WHAT IS BEING ASKED
Set out every line of the records below as a Markdown table with two columns, No. and Line, numbering the rows in order and omitting blank lines.

[start]

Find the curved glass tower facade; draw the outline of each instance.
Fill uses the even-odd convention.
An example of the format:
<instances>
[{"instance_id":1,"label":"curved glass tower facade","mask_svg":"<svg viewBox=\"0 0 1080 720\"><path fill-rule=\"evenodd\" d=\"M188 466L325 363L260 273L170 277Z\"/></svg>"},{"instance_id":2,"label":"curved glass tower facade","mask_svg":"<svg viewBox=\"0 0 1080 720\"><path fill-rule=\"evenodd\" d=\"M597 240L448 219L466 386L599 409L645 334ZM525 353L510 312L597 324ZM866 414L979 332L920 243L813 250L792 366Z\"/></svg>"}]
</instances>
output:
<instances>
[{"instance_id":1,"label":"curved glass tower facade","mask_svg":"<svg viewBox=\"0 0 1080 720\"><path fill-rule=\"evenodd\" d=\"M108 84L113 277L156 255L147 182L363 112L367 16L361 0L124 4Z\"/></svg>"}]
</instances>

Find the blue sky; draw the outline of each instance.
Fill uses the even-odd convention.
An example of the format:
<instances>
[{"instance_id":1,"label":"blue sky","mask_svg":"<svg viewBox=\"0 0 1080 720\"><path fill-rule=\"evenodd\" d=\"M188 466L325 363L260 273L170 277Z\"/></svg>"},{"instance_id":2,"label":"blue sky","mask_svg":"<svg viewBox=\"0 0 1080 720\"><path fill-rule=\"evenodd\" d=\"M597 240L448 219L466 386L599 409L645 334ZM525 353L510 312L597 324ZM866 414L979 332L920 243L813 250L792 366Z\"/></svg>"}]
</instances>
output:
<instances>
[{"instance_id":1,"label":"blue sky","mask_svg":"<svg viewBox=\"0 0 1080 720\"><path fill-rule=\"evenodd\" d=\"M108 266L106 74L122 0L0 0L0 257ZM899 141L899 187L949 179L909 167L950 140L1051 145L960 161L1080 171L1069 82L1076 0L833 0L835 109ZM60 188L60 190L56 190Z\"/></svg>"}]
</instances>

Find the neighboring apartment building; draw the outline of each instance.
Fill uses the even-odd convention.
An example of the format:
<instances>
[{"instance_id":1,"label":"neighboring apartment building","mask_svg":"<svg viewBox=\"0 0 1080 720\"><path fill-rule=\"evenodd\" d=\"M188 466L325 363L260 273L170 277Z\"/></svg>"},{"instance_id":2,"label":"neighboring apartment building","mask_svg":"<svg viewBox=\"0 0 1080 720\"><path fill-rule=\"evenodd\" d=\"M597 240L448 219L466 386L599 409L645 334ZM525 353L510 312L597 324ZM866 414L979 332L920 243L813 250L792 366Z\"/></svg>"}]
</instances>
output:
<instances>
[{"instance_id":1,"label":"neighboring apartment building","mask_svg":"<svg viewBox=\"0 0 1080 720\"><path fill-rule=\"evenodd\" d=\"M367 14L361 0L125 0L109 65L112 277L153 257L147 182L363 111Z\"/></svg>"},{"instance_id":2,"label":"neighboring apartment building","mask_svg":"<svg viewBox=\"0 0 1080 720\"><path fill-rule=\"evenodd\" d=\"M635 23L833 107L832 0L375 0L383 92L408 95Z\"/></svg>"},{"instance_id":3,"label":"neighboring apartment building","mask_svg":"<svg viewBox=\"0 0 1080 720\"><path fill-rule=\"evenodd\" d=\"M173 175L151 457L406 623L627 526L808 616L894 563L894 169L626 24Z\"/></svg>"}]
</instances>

[end]

EXERCISE OUTPUT
| No. | Line |
|---|---|
| 1 | Find the curved glass tower facade; draw the outline of each instance. |
| 2 | Fill uses the even-odd convention. |
| 3 | An example of the format: |
| 4 | <instances> |
| 5 | [{"instance_id":1,"label":"curved glass tower facade","mask_svg":"<svg viewBox=\"0 0 1080 720\"><path fill-rule=\"evenodd\" d=\"M188 466L325 363L260 273L170 277Z\"/></svg>"},{"instance_id":2,"label":"curved glass tower facade","mask_svg":"<svg viewBox=\"0 0 1080 720\"><path fill-rule=\"evenodd\" d=\"M597 240L448 219L466 386L599 409L645 334ZM525 353L510 312L597 324ZM866 414L979 332L920 243L813 250L792 366Z\"/></svg>"}] |
| 6 | </instances> |
| 7 | output: |
| 8 | <instances> |
| 9 | [{"instance_id":1,"label":"curved glass tower facade","mask_svg":"<svg viewBox=\"0 0 1080 720\"><path fill-rule=\"evenodd\" d=\"M108 84L113 277L156 255L147 182L363 112L367 16L361 0L124 4Z\"/></svg>"}] |
| 10 | </instances> |
| 11 | Find the blue sky; draw the outline of each instance. |
| 12 | Fill uses the even-odd convention. |
| 13 | An example of the format: |
| 14 | <instances> |
| 15 | [{"instance_id":1,"label":"blue sky","mask_svg":"<svg viewBox=\"0 0 1080 720\"><path fill-rule=\"evenodd\" d=\"M188 466L325 363L260 273L170 277Z\"/></svg>"},{"instance_id":2,"label":"blue sky","mask_svg":"<svg viewBox=\"0 0 1080 720\"><path fill-rule=\"evenodd\" d=\"M597 240L448 219L466 386L599 409L645 334ZM525 353L510 312L597 324ZM866 414L979 332L920 243L813 250L792 366Z\"/></svg>"}] |
| 16 | </instances> |
| 17 | output: |
| 18 | <instances> |
| 19 | [{"instance_id":1,"label":"blue sky","mask_svg":"<svg viewBox=\"0 0 1080 720\"><path fill-rule=\"evenodd\" d=\"M108 266L106 74L122 0L0 0L0 257ZM899 141L899 187L949 179L909 167L950 140L1051 145L960 161L1080 171L1069 82L1076 0L833 0L835 109ZM60 188L60 190L56 190Z\"/></svg>"}] |
| 20 | </instances> |
| 21 | Find the neighboring apartment building; draw the outline of each instance. |
| 22 | Fill uses the even-odd convention. |
| 23 | An example of the format: |
| 24 | <instances> |
| 25 | [{"instance_id":1,"label":"neighboring apartment building","mask_svg":"<svg viewBox=\"0 0 1080 720\"><path fill-rule=\"evenodd\" d=\"M188 466L325 363L260 273L170 277Z\"/></svg>"},{"instance_id":2,"label":"neighboring apartment building","mask_svg":"<svg viewBox=\"0 0 1080 720\"><path fill-rule=\"evenodd\" d=\"M597 240L448 219L466 386L599 409L645 334ZM525 353L510 312L597 324ZM866 414L979 332L920 243L813 250L792 366Z\"/></svg>"}] |
| 26 | </instances> |
| 27 | output: |
| 28 | <instances> |
| 29 | [{"instance_id":1,"label":"neighboring apartment building","mask_svg":"<svg viewBox=\"0 0 1080 720\"><path fill-rule=\"evenodd\" d=\"M367 14L361 0L125 0L109 65L112 277L153 257L147 182L363 111Z\"/></svg>"},{"instance_id":2,"label":"neighboring apartment building","mask_svg":"<svg viewBox=\"0 0 1080 720\"><path fill-rule=\"evenodd\" d=\"M635 23L833 107L832 0L375 0L383 92L408 95Z\"/></svg>"},{"instance_id":3,"label":"neighboring apartment building","mask_svg":"<svg viewBox=\"0 0 1080 720\"><path fill-rule=\"evenodd\" d=\"M173 175L151 457L406 623L627 526L808 616L894 563L894 169L626 24Z\"/></svg>"}] |
| 30 | </instances> |